+++ TEXTAUSZUG +++

Ohne konsequente Übung geht es aber nicht. Um ein Aufleuchten von transzendenter Erfahrung zu erleben, müssen wir regelmäßig praktizieren. Das Rezept des Buddha lautet: Ethisches Verhalten (Sila), meditative Konzentration (Samadhi) und Weisheit durch Erkenntnis (Prajna) zu entwickeln und nach und nach zur Vollendung zu bringen. Ein gezähmter, beruhigter, wacher, klarer Geist ist Voraussetzung, um die Fesseln, die uns an Samsara binden, durchzuschneiden.

Nachdem unser Geist also durch Meditation der Gemütsruhe (Samatha), Methoden des Geistestrainings und grundlegende Einsichts-Meditation (Vipassana) vorbereitet ist, beginnen wir mit der Kontemplation von Textpassagen, die uns immer näher an die letztendliche Wahrheit heranführen, wenn wir sie tief in uns aufnehmen und wirken lassen. Stille Meditation und Gemütsruhe sind dann die Basis für das Loslassen, von dem alle Meister und Mystiker sprechen. – Loslassen wovon? Der Buddha hat klar dargelegt, dass es letztendlich nicht um Loslassen von Dingen geht. Wir müssen vielmehr das Greifen und Festhalten in uns erkennen, diese Anhaftung an Objekten anschauen und durchschneiden. Diese Fessel des Anhaftens ist die Ursache für all unsere Verstrickungen. Durchschneiden heißt, dies zu erkennen und den Geist entspannen zu lernen, damit er das Greifen loslässt. In so einem Moment sind wir frei. Und in diesem Moment kann wahre Erkenntnis aufscheinen. Dies hat dann eine durchgreifende Wirkung auf unser ganzes Leben und unsere Beziehung zu anderen Menschen. Der Antrieb des Ego-Ich bricht weg, der Geist öffnet sich weit und wir sehen die Welt aus einer neuen Perspektive. Diesen Sichtwechsel nennen wir auf dem spirituellen Weg Transformation; alle guten Qualitäten, die in uns durch die Schleier von Verblendung, Anhaftung und Abneigung verdeckt waren, kommen zum Vorschein.

+++ DATENSÄTZE +++

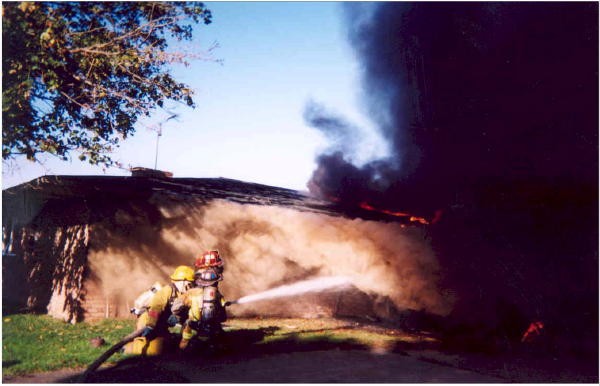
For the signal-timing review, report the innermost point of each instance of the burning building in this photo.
(85, 247)
(491, 115)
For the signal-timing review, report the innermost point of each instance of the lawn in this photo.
(38, 343)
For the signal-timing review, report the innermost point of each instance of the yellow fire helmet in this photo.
(183, 272)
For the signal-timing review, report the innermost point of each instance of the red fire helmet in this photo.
(209, 258)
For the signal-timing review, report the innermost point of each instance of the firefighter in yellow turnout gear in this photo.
(205, 303)
(154, 319)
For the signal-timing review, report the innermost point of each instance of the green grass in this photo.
(38, 343)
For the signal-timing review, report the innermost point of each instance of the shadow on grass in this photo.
(7, 364)
(235, 346)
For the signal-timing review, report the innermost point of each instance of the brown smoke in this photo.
(268, 246)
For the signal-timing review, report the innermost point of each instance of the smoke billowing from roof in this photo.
(465, 91)
(491, 114)
(268, 246)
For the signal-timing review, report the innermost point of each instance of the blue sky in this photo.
(248, 121)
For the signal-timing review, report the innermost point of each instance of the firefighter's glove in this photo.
(148, 332)
(172, 321)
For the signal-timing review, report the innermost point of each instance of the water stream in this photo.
(313, 285)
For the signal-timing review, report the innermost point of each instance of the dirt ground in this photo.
(241, 360)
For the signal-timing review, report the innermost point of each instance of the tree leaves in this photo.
(78, 75)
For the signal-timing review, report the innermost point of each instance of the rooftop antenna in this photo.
(159, 134)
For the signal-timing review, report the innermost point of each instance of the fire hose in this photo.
(108, 353)
(102, 358)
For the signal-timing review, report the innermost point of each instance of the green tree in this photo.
(78, 75)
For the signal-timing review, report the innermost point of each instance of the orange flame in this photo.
(533, 331)
(421, 220)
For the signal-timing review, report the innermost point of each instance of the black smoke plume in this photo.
(491, 113)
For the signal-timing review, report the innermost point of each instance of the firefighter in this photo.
(205, 303)
(154, 320)
(210, 258)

+++

__AUFGABENSTELLUNG__
- A) Ordne die Zeilen der Datensätze von der Zeile mit "on grass in this photo." bis zum Ende der Datensätze als JSON-Liste von Zeichenketten an, mit einer Zeichenkette pro Zeile und ohne Leerzeilen.
- B) Greife den Text über das Loslassen auf dem buddhistischen Übungsweg auf und führe ihn nach seinem letzten Satz weiter.
Die Datensätze haben mit dem Text über das Loslassen nichts zu tun.

__LÖSUNGEN__
- A)
[
  "For the signal-timing review, report the innermost point of each instance of the shadow on grass in this photo.",
  "(7, 364)",
  "(235, 346)",
  "For the signal-timing review, report the innermost point of each instance of the brown smoke in this photo.",
  "(268, 246)",
  "For the signal-timing review, report the innermost point of each instance of the smoke billowing from roof in this photo.",
  "(465, 91)",
  "(491, 114)",
  "(268, 246)",
  "For the signal-timing review, report the innermost point of each instance of the blue sky in this photo.",
  "(248, 121)",
  "For the signal-timing review, report the innermost point of each instance of the firefighter's glove in this photo.",
  "(148, 332)",
  "(172, 321)",
  "For the signal-timing review, report the innermost point of each instance of the water stream in this photo.",
  "(313, 285)",
  "For the signal-timing review, report the innermost point of each instance of the dirt ground in this photo.",
  "(241, 360)",
  "For the signal-timing review, report the innermost point of each instance of the tree leaves in this photo.",
  "(78, 75)",
  "For the signal-timing review, report the innermost point of each instance of the rooftop antenna in this photo.",
  "(159, 134)",
  "For the signal-timing review, report the innermost point of each instance of the fire hose in this photo.",
  "(108, 353)",
  "(102, 358)",
  "For the signal-timing review, report the innermost point of each instance of the green tree in this photo.",
  "(78, 75)",
  "For the signal-timing review, report the innermost point of each instance of the orange flame in this photo.",
  "(533, 331)",
  "(421, 220)",
  "For the signal-timing review, report the innermost point of each instance of the black smoke plume in this photo.",
  "(491, 113)",
  "For the signal-timing review, report the innermost point of each instance of the firefighter in this photo.",
  "(205, 303)",
  "(154, 320)",
  "(210, 258)"
]

- B)
Um dieses „neue Sein“ zu stabilisieren, müssen wir weiter konsequent den Weg gehen und üben, denn unsere eingefahrenen Denk- und Verhaltensmuster sind tief in uns eingeprägt. Es gibt dafür viele erprobte Methoden in den kontemplativen Traditionen. Insbesondere die buddhistische Lehre ist reich damit ausgestattet wie ein Medizinschrank. Diese Medizin ist ein Nektar, der seine Wirkung durch Sehnsucht nach Befreiung, Vertrauen in die überlieferten Lehren verwirklichter Meister, Hingabe an die absolute Wirklichkeit und den daraus aufscheinenden Segen entfaltet.

In der Herausforderung des Alltags können wir uns von einem kurzen heiligen Text oder den heiligen Silben eines Mantras begleiten lassen, die den Geist schützen. In der christlichen Tradition kommt hier das Herzensgebet zum Tragen. Es geht um das ständige sich Erinnern an das Verbundensein mit der transzendenten Ebene, mit dem göttlichen Urgrund.

In der indischen Mystik spricht man von der Praxis des Bhakti-Yoga, der Hingabe, der Liebe zum göttlichen Absoluten, und von Jnana-Yoga, dem Weg der Erkenntnis, die durch erkennendes Schauen die uranfängliche Weisheit offenbart. Diese beiden sind wie Flügel. Sie tragen uns dem Licht der Befreiung entgegen.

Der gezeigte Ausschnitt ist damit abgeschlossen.